:: WHAT THE EXERCISE ASKS ::
Filter the items below, copying every line that contains the word "eyeglasses". Matching is case-sensitive.

--- RECORDS PROVIDED ---

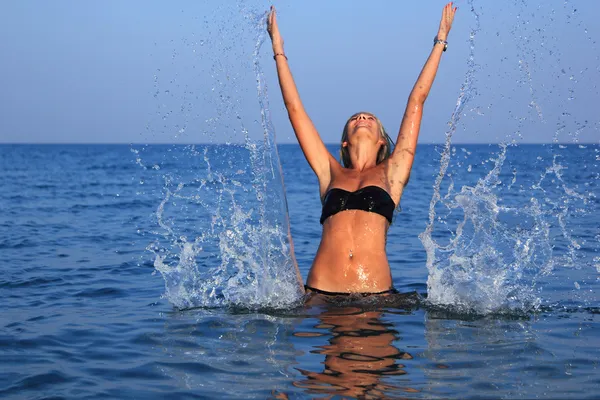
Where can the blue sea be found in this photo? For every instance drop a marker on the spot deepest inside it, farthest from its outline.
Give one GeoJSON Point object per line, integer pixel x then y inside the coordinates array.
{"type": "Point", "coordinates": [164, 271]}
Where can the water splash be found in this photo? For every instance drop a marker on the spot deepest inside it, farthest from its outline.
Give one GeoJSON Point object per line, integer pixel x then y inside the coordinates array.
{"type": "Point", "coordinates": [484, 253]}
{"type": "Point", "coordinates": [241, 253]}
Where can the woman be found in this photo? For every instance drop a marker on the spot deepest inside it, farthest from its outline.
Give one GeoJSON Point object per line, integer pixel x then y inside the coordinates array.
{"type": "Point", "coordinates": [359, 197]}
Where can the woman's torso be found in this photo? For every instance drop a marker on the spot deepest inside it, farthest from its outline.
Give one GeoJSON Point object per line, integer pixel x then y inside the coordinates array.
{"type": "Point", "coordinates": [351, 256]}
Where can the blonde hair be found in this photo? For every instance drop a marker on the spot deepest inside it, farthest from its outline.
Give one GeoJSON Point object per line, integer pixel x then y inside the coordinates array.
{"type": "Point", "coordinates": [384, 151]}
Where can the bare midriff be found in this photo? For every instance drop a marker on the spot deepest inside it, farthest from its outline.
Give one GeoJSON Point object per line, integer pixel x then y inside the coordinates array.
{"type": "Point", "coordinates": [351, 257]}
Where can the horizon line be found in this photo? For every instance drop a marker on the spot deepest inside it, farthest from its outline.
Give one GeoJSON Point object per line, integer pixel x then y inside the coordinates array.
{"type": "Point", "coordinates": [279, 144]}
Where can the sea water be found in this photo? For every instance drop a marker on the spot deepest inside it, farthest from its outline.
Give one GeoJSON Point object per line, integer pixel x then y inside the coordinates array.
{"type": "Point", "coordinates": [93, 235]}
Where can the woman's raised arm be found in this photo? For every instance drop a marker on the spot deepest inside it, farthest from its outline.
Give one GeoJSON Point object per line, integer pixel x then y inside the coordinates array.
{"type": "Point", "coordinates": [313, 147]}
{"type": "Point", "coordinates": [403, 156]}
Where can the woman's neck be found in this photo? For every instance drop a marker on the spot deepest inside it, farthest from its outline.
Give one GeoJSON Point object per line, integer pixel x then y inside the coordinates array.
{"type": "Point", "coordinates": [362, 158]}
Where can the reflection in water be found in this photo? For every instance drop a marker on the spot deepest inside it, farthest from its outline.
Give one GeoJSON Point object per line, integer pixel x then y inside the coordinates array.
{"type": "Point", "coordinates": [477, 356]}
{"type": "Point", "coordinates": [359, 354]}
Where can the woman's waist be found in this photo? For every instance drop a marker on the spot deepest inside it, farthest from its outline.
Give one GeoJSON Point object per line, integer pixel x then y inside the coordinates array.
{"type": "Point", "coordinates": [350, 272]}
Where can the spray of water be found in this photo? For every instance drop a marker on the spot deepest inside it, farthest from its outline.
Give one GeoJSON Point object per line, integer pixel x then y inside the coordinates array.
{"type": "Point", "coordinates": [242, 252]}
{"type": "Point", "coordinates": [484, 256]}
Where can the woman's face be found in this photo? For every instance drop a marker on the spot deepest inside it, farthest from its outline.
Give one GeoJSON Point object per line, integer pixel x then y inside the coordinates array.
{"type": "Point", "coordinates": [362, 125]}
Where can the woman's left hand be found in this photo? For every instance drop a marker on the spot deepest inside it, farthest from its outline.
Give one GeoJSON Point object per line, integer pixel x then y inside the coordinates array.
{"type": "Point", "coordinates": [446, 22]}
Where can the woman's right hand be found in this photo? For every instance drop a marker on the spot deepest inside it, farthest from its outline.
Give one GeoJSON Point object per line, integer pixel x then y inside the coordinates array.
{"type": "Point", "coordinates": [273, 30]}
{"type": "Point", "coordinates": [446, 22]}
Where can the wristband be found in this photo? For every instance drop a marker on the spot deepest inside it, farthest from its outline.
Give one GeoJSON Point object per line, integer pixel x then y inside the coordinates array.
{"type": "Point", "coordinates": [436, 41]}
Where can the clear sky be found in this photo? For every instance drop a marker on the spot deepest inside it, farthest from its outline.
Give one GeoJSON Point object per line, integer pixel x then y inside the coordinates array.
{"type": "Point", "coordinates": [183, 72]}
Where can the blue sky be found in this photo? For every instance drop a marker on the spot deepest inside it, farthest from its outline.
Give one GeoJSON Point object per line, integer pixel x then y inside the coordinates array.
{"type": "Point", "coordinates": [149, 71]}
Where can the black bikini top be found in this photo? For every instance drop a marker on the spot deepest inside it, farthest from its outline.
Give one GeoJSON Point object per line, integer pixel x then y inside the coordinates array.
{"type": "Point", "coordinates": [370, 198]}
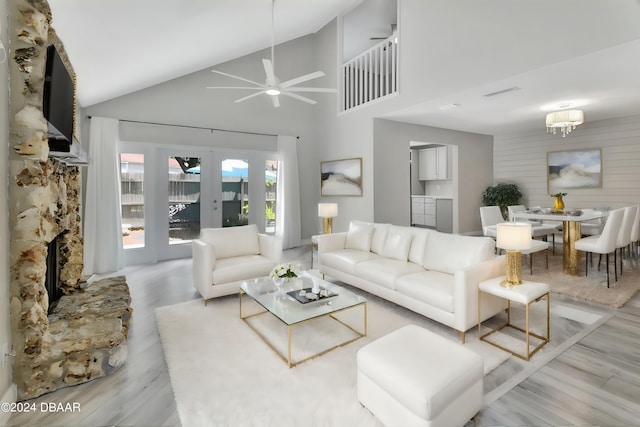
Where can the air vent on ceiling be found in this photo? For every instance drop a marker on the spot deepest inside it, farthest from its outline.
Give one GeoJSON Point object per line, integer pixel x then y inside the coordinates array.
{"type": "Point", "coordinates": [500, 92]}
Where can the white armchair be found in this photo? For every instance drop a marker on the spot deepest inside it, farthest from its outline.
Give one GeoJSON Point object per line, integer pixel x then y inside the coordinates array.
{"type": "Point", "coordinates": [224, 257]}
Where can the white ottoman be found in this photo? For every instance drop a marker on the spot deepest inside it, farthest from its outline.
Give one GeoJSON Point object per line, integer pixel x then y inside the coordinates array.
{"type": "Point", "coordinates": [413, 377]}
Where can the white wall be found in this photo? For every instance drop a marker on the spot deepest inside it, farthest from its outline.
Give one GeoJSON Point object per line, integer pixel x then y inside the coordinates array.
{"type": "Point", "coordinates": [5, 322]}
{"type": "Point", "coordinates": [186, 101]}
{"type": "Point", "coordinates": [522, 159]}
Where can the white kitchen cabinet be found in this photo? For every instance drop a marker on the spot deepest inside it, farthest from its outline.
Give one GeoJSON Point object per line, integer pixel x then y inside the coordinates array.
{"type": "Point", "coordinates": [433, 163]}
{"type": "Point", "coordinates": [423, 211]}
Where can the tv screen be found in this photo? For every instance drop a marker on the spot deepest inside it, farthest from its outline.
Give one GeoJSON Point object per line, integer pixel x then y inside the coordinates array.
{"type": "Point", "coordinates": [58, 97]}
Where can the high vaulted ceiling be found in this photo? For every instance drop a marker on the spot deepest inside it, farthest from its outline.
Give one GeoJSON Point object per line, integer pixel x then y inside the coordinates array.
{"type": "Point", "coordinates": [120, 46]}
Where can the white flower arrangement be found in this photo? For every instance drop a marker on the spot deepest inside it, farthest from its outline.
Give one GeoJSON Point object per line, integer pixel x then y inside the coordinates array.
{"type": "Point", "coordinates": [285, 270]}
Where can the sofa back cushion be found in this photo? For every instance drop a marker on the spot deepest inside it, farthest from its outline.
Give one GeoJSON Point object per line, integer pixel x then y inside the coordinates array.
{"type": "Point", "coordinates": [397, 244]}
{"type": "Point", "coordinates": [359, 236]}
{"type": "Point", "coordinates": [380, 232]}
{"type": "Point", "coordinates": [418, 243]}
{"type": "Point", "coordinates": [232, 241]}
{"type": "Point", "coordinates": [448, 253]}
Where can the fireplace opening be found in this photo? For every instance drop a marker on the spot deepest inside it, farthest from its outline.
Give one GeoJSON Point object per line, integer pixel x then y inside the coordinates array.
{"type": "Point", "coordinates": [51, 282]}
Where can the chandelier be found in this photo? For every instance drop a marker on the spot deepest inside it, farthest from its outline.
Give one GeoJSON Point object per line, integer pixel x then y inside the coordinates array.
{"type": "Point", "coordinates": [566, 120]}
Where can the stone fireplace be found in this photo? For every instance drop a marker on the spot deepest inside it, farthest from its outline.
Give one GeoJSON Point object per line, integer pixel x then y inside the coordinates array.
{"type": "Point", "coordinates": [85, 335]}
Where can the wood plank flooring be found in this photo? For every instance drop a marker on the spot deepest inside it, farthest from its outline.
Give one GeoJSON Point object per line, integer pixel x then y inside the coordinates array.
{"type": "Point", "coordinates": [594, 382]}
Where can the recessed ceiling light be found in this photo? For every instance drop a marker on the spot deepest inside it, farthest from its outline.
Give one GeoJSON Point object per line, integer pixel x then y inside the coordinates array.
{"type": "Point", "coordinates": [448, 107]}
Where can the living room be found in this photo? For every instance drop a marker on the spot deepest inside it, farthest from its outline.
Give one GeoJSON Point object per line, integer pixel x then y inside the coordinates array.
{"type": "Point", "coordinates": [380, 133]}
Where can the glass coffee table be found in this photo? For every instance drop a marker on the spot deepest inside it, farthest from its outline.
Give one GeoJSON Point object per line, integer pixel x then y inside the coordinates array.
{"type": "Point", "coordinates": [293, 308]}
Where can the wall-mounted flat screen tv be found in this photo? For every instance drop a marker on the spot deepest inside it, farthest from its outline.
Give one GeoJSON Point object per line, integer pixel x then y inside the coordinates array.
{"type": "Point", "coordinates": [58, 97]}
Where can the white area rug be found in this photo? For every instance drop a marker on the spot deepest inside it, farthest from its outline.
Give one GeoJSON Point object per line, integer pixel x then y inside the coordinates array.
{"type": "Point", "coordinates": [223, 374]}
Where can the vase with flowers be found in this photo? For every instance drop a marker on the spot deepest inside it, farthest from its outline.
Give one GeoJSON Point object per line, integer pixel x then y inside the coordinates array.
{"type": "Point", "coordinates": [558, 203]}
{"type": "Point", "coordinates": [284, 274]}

---
--- RECORDS PROVIDED ---

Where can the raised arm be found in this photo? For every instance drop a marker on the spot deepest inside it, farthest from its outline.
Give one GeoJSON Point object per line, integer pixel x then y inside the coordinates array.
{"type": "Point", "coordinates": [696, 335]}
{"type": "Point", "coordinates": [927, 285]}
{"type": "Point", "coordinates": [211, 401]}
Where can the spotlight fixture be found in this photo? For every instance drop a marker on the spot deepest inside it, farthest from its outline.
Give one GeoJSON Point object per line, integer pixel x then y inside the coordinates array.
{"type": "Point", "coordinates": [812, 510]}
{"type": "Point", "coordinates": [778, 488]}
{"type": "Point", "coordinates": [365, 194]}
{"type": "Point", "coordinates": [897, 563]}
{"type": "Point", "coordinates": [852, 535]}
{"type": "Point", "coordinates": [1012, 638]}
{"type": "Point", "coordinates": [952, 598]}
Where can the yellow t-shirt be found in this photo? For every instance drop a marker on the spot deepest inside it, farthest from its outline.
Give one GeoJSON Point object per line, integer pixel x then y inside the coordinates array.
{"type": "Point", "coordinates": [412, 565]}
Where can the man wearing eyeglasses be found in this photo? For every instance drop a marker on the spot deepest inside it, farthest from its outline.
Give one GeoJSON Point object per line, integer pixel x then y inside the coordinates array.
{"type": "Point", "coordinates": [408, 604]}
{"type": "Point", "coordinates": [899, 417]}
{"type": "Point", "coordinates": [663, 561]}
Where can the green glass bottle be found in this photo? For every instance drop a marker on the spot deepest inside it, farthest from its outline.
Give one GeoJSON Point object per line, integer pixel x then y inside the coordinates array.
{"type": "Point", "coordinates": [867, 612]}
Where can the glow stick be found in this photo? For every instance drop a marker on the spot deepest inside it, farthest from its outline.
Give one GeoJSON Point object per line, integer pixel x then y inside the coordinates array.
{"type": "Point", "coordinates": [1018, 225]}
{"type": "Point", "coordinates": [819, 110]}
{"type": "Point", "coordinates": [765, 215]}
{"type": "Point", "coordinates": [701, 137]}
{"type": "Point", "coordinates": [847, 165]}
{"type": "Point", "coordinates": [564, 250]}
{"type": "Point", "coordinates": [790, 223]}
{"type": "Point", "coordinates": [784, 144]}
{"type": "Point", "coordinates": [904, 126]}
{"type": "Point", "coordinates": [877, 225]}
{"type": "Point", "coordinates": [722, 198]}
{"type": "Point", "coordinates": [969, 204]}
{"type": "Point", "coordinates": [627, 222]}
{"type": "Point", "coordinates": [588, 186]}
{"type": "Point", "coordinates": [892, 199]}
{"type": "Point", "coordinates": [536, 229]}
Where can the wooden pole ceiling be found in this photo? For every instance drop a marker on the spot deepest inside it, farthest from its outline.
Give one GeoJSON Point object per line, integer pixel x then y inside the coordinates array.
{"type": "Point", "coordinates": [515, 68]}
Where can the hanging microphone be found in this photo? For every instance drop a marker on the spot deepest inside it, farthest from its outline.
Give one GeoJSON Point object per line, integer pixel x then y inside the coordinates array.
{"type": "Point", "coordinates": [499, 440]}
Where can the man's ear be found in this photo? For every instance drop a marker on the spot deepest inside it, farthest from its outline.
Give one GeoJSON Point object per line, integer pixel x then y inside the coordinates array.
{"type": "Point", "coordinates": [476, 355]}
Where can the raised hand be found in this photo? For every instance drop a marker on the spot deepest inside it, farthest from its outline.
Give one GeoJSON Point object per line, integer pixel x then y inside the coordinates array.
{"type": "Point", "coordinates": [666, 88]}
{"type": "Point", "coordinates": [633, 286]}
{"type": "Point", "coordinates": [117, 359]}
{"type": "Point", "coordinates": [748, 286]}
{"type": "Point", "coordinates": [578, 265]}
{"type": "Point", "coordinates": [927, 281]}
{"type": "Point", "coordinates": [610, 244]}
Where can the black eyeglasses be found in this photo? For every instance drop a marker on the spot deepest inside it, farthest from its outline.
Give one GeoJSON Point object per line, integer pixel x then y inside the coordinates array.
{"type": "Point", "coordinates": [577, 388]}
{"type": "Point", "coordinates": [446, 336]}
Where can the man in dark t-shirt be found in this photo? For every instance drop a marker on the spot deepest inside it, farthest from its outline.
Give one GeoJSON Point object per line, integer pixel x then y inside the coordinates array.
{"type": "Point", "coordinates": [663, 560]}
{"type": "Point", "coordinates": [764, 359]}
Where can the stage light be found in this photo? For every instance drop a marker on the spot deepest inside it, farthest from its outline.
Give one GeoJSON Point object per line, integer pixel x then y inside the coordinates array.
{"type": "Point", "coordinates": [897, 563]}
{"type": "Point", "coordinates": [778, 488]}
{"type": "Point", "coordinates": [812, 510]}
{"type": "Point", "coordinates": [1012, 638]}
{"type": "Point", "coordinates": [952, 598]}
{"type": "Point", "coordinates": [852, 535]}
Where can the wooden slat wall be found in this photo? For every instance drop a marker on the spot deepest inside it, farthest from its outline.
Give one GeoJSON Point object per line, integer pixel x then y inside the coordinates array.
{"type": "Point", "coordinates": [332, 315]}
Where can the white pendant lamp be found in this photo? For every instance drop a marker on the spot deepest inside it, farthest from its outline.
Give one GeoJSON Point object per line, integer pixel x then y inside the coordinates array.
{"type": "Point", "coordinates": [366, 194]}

---

:: RESULT FOR THIS EXERCISE ::
Where can the man wearing eyeglasses be found in this photo? For every instance drop a marker on the spot deepest inside it, farthest from its outline.
Where can the black eyeglasses be found in this photo? For every instance drop a marker on the spot deepest inside it, farthest from its outline.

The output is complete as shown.